━━━━━ Text excerpt

7 ) Create some head space.

Christmas can be a hectic, sometimes stressful time of year. If you need to get away for some me-time, or could do with some peaceful time out with nothing to listen to but the thud of your feet on the pavement, running provides the perfect antidote to TV repeats and listening to Uncle Roy’s terrible jokes.

The Best Winter Running Sessions.

Morning runs: try doing your outdoor running in the morning. Not only is the outdoor temperature likely to be colder than later in the day, but you’ll set yourself up for a more energised, positive, active day and prime your body with EPOC and improved glucose uptake. Make sure you rehydrate when you get back – try Complete Hydration™ which can help replenish your body’s electrolytes and glycogen stores.

Fartlek: warm up properly then try this – sprint for 30 seconds, recover (jog) for 90 seconds, repeated 4 times. Then keep the sprint period the same, but decrease the recovery by 15 seconds each set until you are sprinting for 30 seconds, recovering for 15 seconds. Cool down with a jog/walk.

━━━━━━━━━━

- _Written instruction 1_
Reproduce the passage of the winter running text between "Morning runs: try" and "and glycogen stores.", inclusive.
- _Written instruction 2_
Answer these questions using the winter running text:
(a) How long is each recovery jog in the first four repetitions of the fartlek session?
(b) Which product does the text recommend for rehydrating after a morning run?
(c) Whose terrible jokes does the text mention?
- _Written instruction 3_
Extend the winter running text beyond its final sentence.
The records are separate material and are not part of the winter running text.

━━━━━ Data supplied

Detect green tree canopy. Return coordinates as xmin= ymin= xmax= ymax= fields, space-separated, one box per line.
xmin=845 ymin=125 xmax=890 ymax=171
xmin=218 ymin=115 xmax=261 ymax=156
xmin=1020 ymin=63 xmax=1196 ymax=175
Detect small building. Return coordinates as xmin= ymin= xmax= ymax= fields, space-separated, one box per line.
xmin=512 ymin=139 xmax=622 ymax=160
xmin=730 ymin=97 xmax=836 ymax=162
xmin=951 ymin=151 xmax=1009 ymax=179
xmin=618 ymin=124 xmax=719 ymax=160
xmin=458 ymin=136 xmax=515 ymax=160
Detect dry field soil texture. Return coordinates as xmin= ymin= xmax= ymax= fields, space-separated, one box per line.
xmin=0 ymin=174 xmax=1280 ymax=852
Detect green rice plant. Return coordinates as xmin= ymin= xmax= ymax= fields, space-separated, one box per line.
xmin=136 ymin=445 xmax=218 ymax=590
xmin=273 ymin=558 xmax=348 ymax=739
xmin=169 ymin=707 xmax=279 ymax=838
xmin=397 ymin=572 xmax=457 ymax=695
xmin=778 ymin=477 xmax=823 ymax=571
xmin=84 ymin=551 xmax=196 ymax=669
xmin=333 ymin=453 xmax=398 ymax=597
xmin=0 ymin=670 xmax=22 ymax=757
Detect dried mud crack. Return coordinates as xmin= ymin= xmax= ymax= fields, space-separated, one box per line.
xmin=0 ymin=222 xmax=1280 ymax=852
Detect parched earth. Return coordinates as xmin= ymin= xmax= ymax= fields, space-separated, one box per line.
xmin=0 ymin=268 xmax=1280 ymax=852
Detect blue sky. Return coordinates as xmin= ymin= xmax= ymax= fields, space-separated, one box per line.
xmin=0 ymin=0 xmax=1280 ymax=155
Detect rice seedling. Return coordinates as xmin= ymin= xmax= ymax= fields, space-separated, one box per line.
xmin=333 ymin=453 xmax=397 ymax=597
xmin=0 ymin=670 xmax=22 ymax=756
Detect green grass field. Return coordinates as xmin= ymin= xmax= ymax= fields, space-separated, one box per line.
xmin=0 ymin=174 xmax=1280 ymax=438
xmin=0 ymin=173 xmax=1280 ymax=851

━━━━━━━━━━

- _Exercise response 1_
Morning runs: try doing your outdoor running in the morning. Not only is the outdoor temperature likely to be colder than later in the day, but you’ll set yourself up for a more energised, positive, active day and prime your body with EPOC and improved glucose uptake. Make sure you rehydrate when you get back – try Complete Hydration™ which can help replenish your body’s electrolytes and glycogen stores.

- _Exercise response 2_
(a) 90 seconds
(b) Complete Hydration™
(c) Uncle Roy's

- _Exercise response 3_
30 minute run: start steady, then gradually increase the pace to 85% of your max heart rate. This will achieve similar fitness benefits to a slower but longer run, without the need to be outside in the cold for so long. Prevent muscle breakdown and protect your lean tissue by taking a good quality BCAA (branch chain amino acid) supplement.

Hill reps: find a well-lit hill that isn’t slippery or icy. Warm up well and then sprint as hard as you can for around 30 seconds up the hill. Turn and walk or jog back down. Repeat this 8-12 times, then cool down well with a jog/walk.

About the Author:

Nicola Joyce has been writing for (and about) sport, fitness, nutrition and healthy living since 2004. She’s also a keen sportswoman: her background is in endurance sport but she now competes as a natural bodybuilder, most recently winning a world title with the INBF. When she’s not writing content, she can be found blogging. Follow her here www.nicolajoyce.co.uk and on Facebook & Twitter (@thefitwriter) too.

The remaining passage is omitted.